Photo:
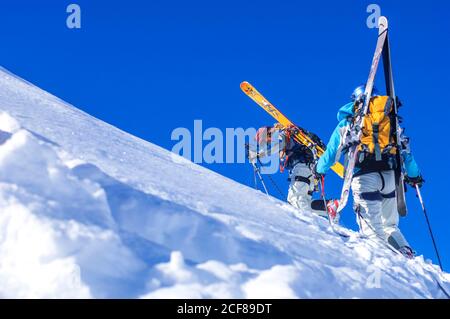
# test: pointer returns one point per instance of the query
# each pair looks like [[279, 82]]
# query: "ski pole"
[[254, 178], [322, 193], [419, 195]]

» Brief
Reproduce the records above verbatim, omitting the pictures.

» Answer to the exercise
Photo:
# test: pointer returns one point per instance of the query
# each pair looks like [[279, 82]]
# query: "ski pole"
[[254, 178], [322, 193], [419, 195]]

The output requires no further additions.